Reproduce exactly the final portion of the data: every line from the one containing "Where can the concrete" through the last line, inclusive.

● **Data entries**
::::

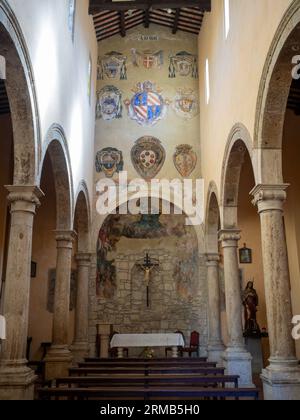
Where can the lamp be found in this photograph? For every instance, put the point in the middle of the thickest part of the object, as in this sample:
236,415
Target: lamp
245,255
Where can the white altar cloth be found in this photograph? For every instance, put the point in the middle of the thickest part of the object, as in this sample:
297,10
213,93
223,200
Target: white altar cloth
147,340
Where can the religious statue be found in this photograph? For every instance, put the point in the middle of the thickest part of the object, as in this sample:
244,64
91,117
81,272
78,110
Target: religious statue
250,302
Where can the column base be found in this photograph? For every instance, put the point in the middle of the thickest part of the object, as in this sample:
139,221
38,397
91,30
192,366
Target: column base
281,380
79,350
58,362
215,353
237,361
16,381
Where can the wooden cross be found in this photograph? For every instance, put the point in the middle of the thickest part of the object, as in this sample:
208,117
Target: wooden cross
147,265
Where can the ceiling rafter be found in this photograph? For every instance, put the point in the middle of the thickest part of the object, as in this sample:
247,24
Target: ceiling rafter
117,19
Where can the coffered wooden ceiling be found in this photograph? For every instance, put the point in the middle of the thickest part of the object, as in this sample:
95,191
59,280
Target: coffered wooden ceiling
117,17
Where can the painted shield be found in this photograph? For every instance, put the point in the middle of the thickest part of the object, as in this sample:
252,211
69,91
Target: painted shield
109,104
184,64
109,161
148,157
147,106
112,66
186,104
185,160
148,59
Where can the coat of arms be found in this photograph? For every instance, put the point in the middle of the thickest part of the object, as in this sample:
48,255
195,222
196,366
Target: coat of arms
184,64
109,103
148,156
147,106
109,161
147,59
186,103
185,159
112,65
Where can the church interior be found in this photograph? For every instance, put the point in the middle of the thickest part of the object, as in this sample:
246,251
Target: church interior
107,98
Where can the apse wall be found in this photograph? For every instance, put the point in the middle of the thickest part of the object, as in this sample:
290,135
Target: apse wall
169,62
147,123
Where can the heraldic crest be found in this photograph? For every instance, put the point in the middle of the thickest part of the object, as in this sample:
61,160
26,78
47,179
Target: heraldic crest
184,64
147,106
109,104
112,65
109,161
185,159
148,157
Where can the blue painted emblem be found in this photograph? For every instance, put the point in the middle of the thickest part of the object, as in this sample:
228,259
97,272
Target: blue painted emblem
147,106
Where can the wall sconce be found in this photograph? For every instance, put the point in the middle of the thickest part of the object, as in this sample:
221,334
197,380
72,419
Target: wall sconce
245,255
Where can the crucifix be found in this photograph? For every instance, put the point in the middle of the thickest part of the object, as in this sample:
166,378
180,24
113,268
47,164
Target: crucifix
148,265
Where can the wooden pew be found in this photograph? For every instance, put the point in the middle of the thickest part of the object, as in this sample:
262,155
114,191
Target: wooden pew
147,371
146,381
147,364
165,360
140,393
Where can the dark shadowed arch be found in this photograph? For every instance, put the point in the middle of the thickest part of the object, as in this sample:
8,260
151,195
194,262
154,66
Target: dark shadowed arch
22,98
56,147
273,96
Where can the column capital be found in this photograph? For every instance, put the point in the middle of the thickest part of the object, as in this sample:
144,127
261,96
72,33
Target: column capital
229,237
268,197
65,238
212,259
24,197
83,259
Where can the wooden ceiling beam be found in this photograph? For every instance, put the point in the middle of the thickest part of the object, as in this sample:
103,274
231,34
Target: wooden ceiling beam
177,16
97,6
122,23
147,18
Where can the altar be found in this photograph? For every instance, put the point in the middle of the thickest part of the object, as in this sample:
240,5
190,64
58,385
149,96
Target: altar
121,341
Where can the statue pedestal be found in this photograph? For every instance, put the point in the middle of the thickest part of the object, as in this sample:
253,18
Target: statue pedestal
254,347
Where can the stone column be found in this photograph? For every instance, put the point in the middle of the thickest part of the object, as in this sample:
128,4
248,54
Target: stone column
16,379
282,377
215,344
236,359
80,347
59,357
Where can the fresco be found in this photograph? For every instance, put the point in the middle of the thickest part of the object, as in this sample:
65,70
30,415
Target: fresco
109,104
109,161
186,104
183,64
112,66
149,60
185,160
148,157
148,227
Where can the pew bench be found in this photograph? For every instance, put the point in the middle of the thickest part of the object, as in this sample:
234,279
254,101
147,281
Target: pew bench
139,364
146,381
141,393
146,371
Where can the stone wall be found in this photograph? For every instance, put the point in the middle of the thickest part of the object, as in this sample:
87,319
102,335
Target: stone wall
170,309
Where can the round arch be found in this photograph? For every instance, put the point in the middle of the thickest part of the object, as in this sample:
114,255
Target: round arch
82,217
20,89
57,148
273,96
238,146
212,220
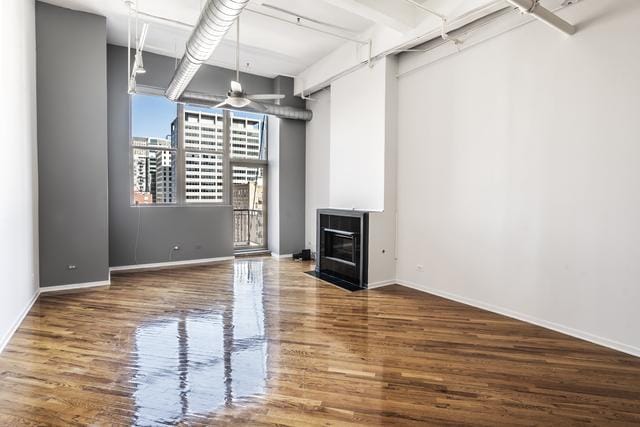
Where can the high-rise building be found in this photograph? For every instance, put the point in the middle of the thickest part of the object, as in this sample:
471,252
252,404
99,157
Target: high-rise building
245,144
153,171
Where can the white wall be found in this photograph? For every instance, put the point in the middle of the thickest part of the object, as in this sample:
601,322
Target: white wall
317,163
358,139
18,209
519,175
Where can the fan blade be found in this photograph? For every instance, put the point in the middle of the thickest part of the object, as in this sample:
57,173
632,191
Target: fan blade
266,96
236,87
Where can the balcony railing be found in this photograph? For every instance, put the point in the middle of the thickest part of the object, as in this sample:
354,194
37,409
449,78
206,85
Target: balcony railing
248,228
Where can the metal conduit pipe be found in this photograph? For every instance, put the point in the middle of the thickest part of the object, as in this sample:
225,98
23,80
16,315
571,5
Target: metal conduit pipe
533,7
284,112
216,19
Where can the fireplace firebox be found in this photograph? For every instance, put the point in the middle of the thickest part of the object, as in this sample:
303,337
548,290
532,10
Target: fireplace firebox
343,247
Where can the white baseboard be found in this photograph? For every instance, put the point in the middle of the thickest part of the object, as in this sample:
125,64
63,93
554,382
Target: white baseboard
615,345
169,264
278,256
7,337
75,286
381,284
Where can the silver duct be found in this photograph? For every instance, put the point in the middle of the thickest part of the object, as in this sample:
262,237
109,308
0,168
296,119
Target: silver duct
284,112
216,19
533,7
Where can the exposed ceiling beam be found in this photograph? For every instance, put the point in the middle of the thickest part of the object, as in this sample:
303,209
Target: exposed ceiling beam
394,14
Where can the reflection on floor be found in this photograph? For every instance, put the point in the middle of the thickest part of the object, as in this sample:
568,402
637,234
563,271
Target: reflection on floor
258,342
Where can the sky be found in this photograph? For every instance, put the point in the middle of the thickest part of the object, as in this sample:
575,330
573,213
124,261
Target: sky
152,115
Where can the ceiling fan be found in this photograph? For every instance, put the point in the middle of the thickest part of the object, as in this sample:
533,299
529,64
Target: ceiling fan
238,98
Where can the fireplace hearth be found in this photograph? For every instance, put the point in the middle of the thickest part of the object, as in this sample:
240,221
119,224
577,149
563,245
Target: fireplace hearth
342,248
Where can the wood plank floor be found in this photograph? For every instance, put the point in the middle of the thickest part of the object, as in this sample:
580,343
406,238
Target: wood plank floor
257,342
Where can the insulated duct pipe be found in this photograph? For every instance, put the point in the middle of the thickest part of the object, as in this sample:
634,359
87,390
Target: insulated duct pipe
216,19
284,112
533,7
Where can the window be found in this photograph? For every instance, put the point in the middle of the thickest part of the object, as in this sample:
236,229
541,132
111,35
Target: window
204,154
178,152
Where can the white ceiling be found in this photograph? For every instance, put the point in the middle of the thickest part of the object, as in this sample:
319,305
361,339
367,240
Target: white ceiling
269,46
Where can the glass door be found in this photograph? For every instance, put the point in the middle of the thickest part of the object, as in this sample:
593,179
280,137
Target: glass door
249,200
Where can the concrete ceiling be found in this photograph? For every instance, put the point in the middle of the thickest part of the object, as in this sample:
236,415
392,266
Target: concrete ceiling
269,46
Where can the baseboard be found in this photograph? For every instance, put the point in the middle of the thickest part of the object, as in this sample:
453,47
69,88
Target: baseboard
278,256
7,337
168,264
576,333
75,286
381,284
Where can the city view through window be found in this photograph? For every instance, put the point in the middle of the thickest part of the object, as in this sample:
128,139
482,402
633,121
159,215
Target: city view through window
178,157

::::

● **Full output**
Where can the concrete ceiling be found in this photograph? For every instance, put the point in the middle of the thickest part of the object, as in this sample:
236,415
392,266
Target: concrete ceiling
269,46
Where can the baseboard be found in this photograph? For every instance, put the point in the middle of the thickest part of the object, as in this sample:
453,47
69,88
Target: baseboard
278,256
7,337
168,264
576,333
75,286
381,284
Where can the city view through window be found in this photograph? For every instance, put the point in the middle of the thickest part of the object, as in this sample:
128,139
482,402
633,121
159,215
Target: city view through window
178,157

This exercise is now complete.